#### [Extract provided]
━━━━━━━━━━

All other excessive solar will spill into car (pod point charger .. so dunno how this will go) or will be exported

I might increase battery capacity in the future as it woll be significantly easier to do as no scaffolding or expensive solar installation is needed, just plug in additional batteries

I rarely need more than 4 peak KW (kettle + washing machine or oven). Kettle + oven would be 4 kw
Pylon battery will output 6 kw
Battery output will be capped at whatever the inverter can push into AC.
 
Again, I'd run it through solar.nrel.gov to check the peaks n troughs, get a feel for the generation curves. I've always said more is more, but do check what those north facing are really contributing. Could be they are making big differences on cloudy days - my NE ones help with this and get charging started early in the morning, or it could be they don't contribute enough if they need expensive scaffold to fit. Not saying one way or another, just advising to run the numbers to check! Cheaper to do it in excel rather than reality, and I've not mucked around with actual north facing arrays enough to have an opinion.

I ran it by numbers of days I could be completely independent, number I could manage with overnight plus solar, and number that I would be stuck using the grid. My 8 NE shifted a lot more days into category 2, and even squeezing 1 extra SW panel on fitting day moved about 10 days.

━━━━━━━━━━

#### [Data lines]
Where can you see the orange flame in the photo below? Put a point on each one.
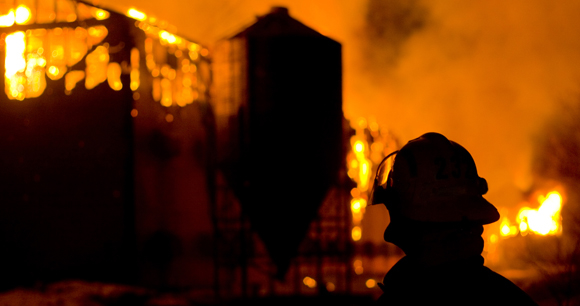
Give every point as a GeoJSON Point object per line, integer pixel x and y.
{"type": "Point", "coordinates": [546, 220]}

━━━━━━━━━━

#### [Jobs]
1. Which website does the solar battery discussion suggest using to check the peaks and troughs of generation?
2. Pick up the solar battery discussion after its last sentence and keep it going.

#### [Responses by task]
1. solar.nrel.gov

2.
Check peak production and that your batteries can absorb it fast enough. Otherwise I'd say go for it if you have the capital spare, will save in the long run!

I’ve had 3 or 4 quotes with similar generation numbers and curves, so I suspect they are all coming from a reasonably accurate, maybe even slightly pessimistic forecast (hopefully!). But I’ll double check that. Thanks for the link.

Dec/ Jan generation is forecast at 4-6 kW per day. Summer 4 months is at 28-34kW per day.
Batteries can charge at 3.6kW each pair of two on an inverter (7.2kW total). So each inverter charges 19kW/ 3.6 is 5 1/4 hours to charge fully from grid. Or if using 5% to 95% that’s 17.1/3.6 or 4 3/4 hours.

I think 2 batteries on each inverter is about the best that can be achieved with the grid charging rates of the GivEnergy 9.5’s. And the inverters input. The battery discharge rate is 5kW each inverter (so 10kW, which would seem enough for the house most of the time).

I’m viewing the north facing ones as panels that are twice the price of the equivalent panels on the south side. So to get the equivalent generation of 4 extra on the south side I need 8 on the north side, as they only produce half the amount. I know that’s simplistic and generation times will be different etc etc but the incremental cost of 8 panels on the north while they are here isn’t that much more than if I was putting 4 extra on the south. (Cost of 4 panels, plus a bit more scaffolding. Maybe 10-15% more?). I’m stuck with my roof so I don’t have the option for more on the South side. Other that not putting them on the North at all and maybe missing 1,700kW of generation per year.

My roof is L shaped. Like the fat “L” on a learner drivers plate, so there is a bit extra scaffolding for the north side but not much extra. The horizontal part of the L is the bit that faces South; ie down is south. The long bit of the L is the part that faces East (apologies I said West facing in my earlier post by mistake, I meant East, but numbers work the same).

I’m using 19,000kW pa (4,500kW of that is the car. Which will mostly come from off peak on IO).

I’m pretty sure the proposed set up will be like this;

East facing;
1x 5kW GivEnergy inverter - peak panels: 5880kW
String 1 - 6 panels (2,520kW)
String 2 - 8 panels (3,360kW)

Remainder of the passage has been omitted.